*Passage*
"""
Dipender Gill, Beben Benyamin, Luke S. P. Moore, Grace Monori, Ang Zhou, Fotios Koskeridis, Evangelos Evangelou, Mike Laffan, Ann P. Walker, Konstantinos K. Tsilidis, Abbas Dehghan, Paul Elliott, Elina Hypponen, Ioanna Tzoulaki

PLoS Medicine (2019) 16(6): e1002833

Background
Iron is integral to many physiological processes, and variations in its levels, even within the
normal range, can have implications for health. The objective of this study was to explore
the broad clinical effects of varying iron status.

Methods and findings
Genome-wide association study (GWAS) summary data obtained from 48,972 European
individuals (55% female) across 19 cohorts in the Genetics of Iron Status Consortium were
used to identify 3 genetic variants (rs1800562 and rs1799945 in the hemochromatosis gene
[HFE] and rs855791 in the transmembrane protease serine 6 gene [TMPRSS6]) that associate with increased serum iron, ferritin, and transferrin saturation and decreased transferrin
levels, thus serving as instruments for systemic iron status. Phenome-wide association
study (PheWAS) of these instruments was performed on 424,439 European individuals
(54% female) in the UK Biobank who were aged 40–69 years when recruited from 2006 to
2010, with their genetic data linked to Hospital Episode Statistics (HES) from April, 1995 to
March, 2016. Two-sample summary data mendelian randomization (MR) analysis was performed to investigate the effect of varying iron status on outcomes across the human
phenome. MR–PheWAS analysis for the 3 iron status genetic instruments was performed
separately and then pooled by meta-analysis. Correction was made for testing of multiple
correlated phenotypes using a 5% false discovery rate (FDR) threshold. Heterogeneity
between MR estimates for different instruments was used to indicate possible bias due to
effects of the genetic variants through pathways unrelated to iron status. There were 904
distinct phenotypes included in the MR–PheWAS analyses. After correcting for multiple testing, the 3 genetic instruments for systemic iron status demonstrated consistent evidence of
a causal effect of higher iron status on decreasing risk of traits related to anemia (iron deficiency anemia: odds ratio [OR] scaled to a standard deviation [SD] increase in genetically
determined serum iron levels 0.72, 95% confidence interval [CI] 0.64–0.81, P = 4 × 10−8) and hypercholesterolemia (hypercholesterolemia: OR 0.88, 95% CI 0.83–0.93, P = 2 ×
10−5) and increasing risk of traits related to infection of the skin and related structures (cellulitis and abscess of the leg: OR 1.25, 95% CI 1.10–1.42, P = 6 × 10−4). The main limitations
of this study relate to possible bias from pleiotropic effects of the considered genetic variants
and misclassification of diagnoses in the HES data. Furthermore, this work only investigated
participants with European ancestry, and the findings may not be applicable to other ethnic
groups.

Conclusions
Our findings offer novel, to our knowledge, insight into previously unreported effects of iron
status, highlighting a potential protective effect of higher iron status on hypercholesterolemia
and a detrimental role on risk of skin and skin structure infections. Given the modifiable and
variable nature of iron status, these findings warrant further investigation.
"""
*Task 1*
Duplicate the part of the abstract on iron status between "Dipender Gill, Beben" and "varying iron status.", inclusive.
*Task 2*
Turn the paragraph of the abstract on iron status that begins "Genome-wide association study (GWAS) summary data" into a shorter bulleted list that keeps its main facts.
The listing that comes next has nothing to do with the abstract on iron status.

*Records shown*
"""
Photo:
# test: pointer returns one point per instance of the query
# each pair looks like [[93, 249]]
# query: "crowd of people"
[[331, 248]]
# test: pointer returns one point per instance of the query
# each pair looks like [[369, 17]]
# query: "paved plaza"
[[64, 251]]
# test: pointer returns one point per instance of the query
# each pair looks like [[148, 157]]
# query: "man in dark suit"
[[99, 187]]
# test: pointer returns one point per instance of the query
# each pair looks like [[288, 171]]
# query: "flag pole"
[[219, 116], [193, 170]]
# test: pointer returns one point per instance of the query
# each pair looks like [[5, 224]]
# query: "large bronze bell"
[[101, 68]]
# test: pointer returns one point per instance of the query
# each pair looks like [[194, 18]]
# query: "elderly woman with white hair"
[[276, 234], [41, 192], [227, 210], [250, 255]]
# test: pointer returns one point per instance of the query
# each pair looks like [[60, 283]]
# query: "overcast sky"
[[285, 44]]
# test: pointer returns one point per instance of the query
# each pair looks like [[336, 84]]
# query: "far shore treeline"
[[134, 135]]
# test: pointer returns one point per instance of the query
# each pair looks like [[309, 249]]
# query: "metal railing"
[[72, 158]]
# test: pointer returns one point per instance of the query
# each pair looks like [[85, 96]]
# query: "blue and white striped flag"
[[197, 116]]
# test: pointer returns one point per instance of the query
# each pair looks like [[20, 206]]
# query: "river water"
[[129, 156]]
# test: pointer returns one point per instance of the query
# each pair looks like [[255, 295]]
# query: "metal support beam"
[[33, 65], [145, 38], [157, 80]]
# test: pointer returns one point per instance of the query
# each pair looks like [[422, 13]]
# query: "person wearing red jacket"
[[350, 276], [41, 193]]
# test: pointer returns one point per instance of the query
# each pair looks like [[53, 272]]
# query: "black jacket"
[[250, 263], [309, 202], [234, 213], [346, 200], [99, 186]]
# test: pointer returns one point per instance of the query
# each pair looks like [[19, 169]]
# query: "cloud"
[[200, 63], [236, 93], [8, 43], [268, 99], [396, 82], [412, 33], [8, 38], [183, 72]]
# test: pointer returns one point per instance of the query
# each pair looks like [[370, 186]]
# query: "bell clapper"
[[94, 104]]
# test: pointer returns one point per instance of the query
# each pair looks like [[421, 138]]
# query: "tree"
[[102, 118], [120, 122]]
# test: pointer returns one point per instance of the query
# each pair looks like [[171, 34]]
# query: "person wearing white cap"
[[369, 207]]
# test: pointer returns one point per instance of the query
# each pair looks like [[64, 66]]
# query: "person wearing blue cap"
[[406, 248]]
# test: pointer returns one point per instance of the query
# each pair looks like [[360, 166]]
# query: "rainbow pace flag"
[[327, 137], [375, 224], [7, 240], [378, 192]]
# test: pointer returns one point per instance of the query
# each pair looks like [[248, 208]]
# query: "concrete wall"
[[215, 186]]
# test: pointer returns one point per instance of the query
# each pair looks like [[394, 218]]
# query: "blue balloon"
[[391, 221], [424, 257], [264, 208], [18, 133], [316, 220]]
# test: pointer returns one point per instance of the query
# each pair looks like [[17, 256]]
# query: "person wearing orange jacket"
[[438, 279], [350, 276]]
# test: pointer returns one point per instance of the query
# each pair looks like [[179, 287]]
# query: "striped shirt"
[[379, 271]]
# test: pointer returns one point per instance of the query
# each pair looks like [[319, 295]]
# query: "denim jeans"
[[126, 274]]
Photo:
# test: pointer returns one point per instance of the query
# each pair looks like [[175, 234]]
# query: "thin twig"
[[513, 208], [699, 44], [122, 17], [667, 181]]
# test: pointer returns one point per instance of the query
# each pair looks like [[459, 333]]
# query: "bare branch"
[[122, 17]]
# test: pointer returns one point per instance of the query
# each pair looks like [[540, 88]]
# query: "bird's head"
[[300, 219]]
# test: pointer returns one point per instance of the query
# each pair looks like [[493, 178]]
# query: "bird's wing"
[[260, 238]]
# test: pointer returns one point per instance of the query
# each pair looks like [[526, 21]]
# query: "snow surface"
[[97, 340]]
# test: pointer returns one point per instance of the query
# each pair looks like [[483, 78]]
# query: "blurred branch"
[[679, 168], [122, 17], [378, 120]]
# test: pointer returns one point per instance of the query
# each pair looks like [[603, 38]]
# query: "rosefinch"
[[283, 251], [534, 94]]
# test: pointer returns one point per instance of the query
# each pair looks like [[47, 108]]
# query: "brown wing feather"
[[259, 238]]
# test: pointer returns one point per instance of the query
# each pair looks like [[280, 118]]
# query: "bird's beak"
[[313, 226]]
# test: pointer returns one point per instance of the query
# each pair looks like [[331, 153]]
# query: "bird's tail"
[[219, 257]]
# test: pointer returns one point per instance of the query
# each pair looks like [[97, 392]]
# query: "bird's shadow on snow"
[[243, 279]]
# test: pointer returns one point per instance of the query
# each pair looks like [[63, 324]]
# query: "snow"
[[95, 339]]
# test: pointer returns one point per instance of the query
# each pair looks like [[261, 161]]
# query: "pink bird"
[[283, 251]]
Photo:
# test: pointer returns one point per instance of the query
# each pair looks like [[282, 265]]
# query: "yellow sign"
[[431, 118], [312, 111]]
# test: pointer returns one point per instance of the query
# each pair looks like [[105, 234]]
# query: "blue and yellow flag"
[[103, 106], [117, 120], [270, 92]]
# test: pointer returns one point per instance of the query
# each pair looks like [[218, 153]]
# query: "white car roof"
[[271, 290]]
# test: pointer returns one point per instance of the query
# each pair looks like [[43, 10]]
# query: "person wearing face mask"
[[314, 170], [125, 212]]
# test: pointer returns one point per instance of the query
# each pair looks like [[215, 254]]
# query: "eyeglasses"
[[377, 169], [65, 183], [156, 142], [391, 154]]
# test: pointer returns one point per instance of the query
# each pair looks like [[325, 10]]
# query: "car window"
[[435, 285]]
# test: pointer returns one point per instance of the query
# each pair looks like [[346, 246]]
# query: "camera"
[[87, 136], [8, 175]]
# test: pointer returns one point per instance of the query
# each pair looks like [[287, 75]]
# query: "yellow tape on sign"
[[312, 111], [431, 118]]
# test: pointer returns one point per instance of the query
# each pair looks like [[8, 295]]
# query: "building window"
"""
*Task output 1*
Dipender Gill, Beben Benyamin, Luke S. P. Moore, Grace Monori, Ang Zhou, Fotios Koskeridis, Evangelos Evangelou, Mike Laffan, Ann P. Walker, Konstantinos K. Tsilidis, Abbas Dehghan, Paul Elliott, Elina Hypponen, Ioanna Tzoulaki

PLoS Medicine (2019) 16(6): e1002833

Background
Iron is integral to many physiological processes, and variations in its levels, even within the
normal range, can have implications for health. The objective of this study was to explore
the broad clinical effects of varying iron status.

*Task output 2*
- Source data: GWAS summary data from 48,972 European individuals (55% female) in 19 cohorts of the Genetics of Iron Status Consortium.
- Genetic instruments: 3 variants, rs1800562 and rs1799945 in HFE and rs855791 in TMPRSS6. They go with higher serum iron, ferritin and transferrin saturation and lower transferrin.
- PheWAS sample: 424,439 European UK Biobank participants (54% female), aged 40–69 when recruited from 2006 to 2010. Their genetic data were linked to Hospital Episode Statistics from April 1995 to March 2016.
- Methods:
  - A two-sample summary data mendelian randomization analysis was run.
  - Each instrument was analyzed separately, and the results were pooled by meta-analysis.
  - Multiple testing was corrected with a 5% false discovery rate.
  - Heterogeneity between instruments was used to flag possible bias.
- Scope: 904 distinct phenotypes.
- Findings: higher iron status lowered the risk of:
  - anemia-related traits (iron deficiency anemia: OR 0.72, 95% CI 0.64–0.81)
  - hypercholesterolemia (OR 0.88, 95% CI 0.83–0.93)
- Higher iron status raised the risk of skin and related structure infections (cellulitis and abscess of the leg: OR 1.25, 95% CI 1.10–1.42).
- Limitations:
  - possible bias from pleiotropic effects of the variants
  - misclassified diagnoses in the hospital data
  - only participants of European ancestry were studied